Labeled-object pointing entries
....

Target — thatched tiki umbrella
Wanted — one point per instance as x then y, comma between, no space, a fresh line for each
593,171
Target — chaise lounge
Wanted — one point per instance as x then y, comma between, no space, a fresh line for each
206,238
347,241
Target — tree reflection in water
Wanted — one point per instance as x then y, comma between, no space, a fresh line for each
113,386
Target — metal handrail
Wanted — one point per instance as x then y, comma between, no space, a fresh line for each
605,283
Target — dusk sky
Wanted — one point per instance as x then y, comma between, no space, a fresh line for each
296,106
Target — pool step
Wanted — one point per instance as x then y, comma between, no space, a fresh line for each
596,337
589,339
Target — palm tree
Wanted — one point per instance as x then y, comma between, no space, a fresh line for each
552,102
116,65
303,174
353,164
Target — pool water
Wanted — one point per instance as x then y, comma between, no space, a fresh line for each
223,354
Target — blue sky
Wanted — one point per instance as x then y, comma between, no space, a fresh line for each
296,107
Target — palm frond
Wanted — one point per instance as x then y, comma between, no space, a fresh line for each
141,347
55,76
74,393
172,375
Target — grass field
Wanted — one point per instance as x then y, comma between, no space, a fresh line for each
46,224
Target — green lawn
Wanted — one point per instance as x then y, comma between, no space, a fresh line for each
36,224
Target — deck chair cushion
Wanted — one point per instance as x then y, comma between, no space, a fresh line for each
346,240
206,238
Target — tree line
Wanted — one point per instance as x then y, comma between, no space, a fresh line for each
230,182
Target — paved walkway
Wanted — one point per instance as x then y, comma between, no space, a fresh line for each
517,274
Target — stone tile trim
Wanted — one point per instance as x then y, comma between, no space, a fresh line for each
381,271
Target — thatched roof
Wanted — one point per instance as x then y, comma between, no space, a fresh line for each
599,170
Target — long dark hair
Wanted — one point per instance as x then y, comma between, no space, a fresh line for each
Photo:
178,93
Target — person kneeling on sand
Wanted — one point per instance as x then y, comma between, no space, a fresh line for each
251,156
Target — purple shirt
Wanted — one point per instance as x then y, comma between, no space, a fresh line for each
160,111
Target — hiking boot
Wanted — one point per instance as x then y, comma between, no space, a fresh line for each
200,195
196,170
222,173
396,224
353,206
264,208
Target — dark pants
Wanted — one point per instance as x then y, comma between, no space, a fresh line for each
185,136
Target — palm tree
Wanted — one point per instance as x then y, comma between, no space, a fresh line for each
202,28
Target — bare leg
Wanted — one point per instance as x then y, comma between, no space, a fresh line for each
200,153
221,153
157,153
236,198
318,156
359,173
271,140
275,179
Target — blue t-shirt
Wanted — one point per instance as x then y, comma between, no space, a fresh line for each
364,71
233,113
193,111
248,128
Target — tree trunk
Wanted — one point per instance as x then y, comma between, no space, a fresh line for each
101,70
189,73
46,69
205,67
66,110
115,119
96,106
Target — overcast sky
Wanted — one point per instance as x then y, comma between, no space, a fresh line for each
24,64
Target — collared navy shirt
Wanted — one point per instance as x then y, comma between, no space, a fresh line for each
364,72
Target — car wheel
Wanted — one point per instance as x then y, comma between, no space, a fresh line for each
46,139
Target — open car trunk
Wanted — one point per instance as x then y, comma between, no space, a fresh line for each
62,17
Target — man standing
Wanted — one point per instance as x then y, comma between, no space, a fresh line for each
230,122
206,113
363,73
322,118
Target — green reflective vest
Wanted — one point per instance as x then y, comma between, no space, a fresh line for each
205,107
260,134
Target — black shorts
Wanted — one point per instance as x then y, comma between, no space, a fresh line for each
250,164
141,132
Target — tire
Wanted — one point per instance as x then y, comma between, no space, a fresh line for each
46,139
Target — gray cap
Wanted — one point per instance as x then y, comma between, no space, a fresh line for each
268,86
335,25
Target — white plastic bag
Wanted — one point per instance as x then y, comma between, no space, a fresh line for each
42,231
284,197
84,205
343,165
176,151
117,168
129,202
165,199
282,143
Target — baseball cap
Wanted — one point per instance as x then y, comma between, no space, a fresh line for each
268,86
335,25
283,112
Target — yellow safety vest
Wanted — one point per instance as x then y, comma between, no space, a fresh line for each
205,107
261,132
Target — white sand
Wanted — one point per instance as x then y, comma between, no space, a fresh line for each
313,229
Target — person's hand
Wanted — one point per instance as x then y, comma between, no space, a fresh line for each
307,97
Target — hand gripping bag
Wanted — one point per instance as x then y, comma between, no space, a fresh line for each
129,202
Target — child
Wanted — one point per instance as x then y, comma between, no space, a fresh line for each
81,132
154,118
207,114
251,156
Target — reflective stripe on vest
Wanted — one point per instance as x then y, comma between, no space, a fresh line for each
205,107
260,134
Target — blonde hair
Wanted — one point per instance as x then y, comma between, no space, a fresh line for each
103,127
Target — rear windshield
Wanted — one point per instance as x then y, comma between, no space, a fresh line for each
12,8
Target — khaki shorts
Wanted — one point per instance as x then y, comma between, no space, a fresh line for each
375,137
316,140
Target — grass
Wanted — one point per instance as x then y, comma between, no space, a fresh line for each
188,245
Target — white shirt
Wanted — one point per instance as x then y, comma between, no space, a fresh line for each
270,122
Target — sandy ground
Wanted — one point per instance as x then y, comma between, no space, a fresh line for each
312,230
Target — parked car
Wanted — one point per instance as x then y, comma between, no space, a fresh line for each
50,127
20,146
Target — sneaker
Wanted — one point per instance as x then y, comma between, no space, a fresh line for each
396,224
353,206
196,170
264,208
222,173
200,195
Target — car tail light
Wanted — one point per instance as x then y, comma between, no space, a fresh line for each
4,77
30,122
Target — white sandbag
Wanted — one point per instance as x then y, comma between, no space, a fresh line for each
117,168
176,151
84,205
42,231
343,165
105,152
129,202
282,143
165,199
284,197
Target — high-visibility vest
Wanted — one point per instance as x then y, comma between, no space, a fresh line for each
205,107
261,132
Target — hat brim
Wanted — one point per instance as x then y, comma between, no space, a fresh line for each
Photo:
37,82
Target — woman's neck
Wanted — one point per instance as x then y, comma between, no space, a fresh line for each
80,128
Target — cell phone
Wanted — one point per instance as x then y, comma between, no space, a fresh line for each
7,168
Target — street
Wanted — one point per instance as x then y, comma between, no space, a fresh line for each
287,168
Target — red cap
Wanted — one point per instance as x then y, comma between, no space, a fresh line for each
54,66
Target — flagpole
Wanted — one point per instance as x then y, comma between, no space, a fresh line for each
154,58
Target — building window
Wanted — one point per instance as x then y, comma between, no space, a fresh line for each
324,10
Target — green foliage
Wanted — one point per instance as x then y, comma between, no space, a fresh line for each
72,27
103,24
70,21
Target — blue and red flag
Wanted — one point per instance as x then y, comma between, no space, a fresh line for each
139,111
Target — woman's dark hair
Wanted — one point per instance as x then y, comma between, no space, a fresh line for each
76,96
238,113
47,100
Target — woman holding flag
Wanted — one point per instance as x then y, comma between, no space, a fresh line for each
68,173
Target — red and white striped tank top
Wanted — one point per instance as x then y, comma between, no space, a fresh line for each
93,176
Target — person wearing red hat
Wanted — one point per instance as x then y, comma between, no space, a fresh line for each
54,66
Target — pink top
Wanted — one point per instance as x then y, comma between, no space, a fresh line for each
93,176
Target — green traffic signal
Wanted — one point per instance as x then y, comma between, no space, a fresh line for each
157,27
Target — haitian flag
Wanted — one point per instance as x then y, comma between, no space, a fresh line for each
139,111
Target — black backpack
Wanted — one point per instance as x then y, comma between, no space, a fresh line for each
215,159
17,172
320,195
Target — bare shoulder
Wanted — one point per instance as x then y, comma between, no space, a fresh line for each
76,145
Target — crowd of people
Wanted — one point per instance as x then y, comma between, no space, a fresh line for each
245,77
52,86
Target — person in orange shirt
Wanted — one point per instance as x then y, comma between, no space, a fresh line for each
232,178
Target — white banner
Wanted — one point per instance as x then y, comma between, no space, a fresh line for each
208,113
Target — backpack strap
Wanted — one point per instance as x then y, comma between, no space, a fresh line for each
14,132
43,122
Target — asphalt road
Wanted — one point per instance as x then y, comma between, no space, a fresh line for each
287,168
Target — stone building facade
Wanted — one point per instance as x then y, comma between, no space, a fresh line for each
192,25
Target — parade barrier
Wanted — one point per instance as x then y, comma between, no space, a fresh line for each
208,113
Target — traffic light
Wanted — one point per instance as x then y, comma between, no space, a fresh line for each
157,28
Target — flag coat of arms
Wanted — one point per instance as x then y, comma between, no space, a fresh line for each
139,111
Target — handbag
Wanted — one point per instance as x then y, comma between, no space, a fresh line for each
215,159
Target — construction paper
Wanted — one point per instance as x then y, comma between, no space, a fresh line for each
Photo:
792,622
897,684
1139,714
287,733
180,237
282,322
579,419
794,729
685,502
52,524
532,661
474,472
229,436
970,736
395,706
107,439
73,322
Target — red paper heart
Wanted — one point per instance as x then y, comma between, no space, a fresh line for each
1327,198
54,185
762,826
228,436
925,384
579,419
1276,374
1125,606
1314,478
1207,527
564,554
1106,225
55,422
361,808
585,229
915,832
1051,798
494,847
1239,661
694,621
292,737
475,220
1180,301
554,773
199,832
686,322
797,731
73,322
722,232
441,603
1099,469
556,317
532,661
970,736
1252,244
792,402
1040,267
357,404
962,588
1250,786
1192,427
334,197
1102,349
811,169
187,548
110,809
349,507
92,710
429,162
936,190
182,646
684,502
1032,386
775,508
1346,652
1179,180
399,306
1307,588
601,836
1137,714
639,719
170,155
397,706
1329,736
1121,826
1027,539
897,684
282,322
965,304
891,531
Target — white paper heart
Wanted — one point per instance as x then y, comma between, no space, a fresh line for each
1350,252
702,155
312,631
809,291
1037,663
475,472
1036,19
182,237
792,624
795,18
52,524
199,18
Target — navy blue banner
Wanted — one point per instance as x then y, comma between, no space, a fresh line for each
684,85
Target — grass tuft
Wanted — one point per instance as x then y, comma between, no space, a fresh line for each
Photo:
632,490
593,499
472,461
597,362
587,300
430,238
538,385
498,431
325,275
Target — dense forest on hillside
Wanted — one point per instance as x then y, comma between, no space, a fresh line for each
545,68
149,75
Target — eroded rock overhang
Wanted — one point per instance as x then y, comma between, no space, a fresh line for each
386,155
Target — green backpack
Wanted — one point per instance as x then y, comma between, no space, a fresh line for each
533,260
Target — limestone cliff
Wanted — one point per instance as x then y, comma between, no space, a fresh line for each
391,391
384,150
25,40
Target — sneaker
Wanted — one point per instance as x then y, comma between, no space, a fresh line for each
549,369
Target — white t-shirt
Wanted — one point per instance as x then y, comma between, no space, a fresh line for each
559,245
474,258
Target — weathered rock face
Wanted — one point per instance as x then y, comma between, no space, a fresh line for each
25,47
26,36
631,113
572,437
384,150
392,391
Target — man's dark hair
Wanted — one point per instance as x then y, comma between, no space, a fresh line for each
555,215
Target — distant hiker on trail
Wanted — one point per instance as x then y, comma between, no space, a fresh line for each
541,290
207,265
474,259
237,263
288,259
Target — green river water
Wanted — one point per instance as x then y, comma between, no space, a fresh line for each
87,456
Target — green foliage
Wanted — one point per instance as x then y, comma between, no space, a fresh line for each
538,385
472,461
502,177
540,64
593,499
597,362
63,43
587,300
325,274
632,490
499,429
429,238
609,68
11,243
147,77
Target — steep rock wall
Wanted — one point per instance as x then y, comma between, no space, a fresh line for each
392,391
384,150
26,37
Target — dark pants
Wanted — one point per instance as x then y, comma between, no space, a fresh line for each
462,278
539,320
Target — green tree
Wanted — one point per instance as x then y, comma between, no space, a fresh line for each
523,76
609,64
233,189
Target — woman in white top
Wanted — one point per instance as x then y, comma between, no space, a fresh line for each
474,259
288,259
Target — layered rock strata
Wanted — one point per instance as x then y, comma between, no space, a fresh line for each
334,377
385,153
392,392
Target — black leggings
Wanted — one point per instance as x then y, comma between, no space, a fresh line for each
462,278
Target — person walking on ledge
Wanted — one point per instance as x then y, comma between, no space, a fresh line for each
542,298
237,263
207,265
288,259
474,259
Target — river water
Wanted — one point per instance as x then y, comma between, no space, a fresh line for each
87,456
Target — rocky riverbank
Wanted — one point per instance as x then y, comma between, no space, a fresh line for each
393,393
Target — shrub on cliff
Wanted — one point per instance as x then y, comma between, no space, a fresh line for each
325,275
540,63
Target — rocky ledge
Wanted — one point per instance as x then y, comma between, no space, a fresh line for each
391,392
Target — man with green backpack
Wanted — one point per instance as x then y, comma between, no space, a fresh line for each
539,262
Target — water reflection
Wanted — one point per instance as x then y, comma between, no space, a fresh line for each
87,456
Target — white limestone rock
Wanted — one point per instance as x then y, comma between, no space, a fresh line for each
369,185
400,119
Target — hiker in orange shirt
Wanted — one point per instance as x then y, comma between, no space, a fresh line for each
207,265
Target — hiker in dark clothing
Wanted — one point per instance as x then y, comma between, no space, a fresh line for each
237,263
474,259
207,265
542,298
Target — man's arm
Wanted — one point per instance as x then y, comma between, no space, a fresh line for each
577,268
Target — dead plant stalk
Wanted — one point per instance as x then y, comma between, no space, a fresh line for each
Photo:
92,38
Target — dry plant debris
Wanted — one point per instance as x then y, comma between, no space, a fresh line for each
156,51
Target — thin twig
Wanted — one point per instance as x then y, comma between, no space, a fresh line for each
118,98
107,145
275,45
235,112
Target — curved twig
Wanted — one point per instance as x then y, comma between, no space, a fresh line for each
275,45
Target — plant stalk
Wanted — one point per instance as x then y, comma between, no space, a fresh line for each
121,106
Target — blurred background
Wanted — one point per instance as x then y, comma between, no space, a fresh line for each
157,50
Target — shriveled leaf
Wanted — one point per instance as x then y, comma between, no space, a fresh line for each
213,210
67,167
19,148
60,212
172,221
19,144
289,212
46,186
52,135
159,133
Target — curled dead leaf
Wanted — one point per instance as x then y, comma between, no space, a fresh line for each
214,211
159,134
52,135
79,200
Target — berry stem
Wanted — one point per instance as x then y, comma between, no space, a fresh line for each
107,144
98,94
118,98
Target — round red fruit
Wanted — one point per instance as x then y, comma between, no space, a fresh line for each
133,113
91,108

....

* [Prompt]
Write out exactly the lines of the entries above that run from the line containing "Target — hiker in orange shirt" through the last line, including both.

* [Reply]
Target — hiker in orange shirt
Wanted — one point per instance as x then y, comma between, no space, a fresh line for each
207,265
Target — hiker in dark clothing
Wanted — one point per instance as x then y, comma between, no space, a fresh line for each
237,263
474,259
207,265
542,298
Target — man's arm
Wanted — one point per instance as x then y, comma between, no space, a fresh line for each
577,268
Target — dead plant stalk
Wanted — one point per instance as x then y, comma between, no space, a fresh line for each
Photo:
92,38
Target — dry plant debris
Wanted — one point per instance as x then y, comma between, no space, a fresh line for each
156,51
Target — thin twig
Wanted — one point per instance as x then y, comma between, no space, a fresh line for each
118,98
107,145
275,45
235,112
Target — curved twig
Wanted — one point per instance as x then y, comma between, no space, a fresh line for each
275,45
Target — plant stalk
Wanted — one point per instance as x then y, comma between, no space, a fresh line for each
121,106
Target — blurred background
Wanted — one point per instance as x then y, comma between, no space, a fresh line for each
157,50
Target — shriveled leaf
Wanted — one point per instance as x then y, comma between, no space, a fresh line for each
213,210
67,167
19,148
60,212
172,221
19,144
289,212
46,186
52,135
159,133
Target — curled dead leaf
Wanted — one point per instance as x then y, comma between, no space, a fresh line for each
214,211
159,134
52,135
79,200
Target — berry stem
Wanted — one point per instance as x then y, comma between, no space, a fresh line for each
107,144
98,94
118,98
Target — round red fruit
Wanted — one point per instance as x then y, comma between, no space, a fresh line for each
133,113
91,108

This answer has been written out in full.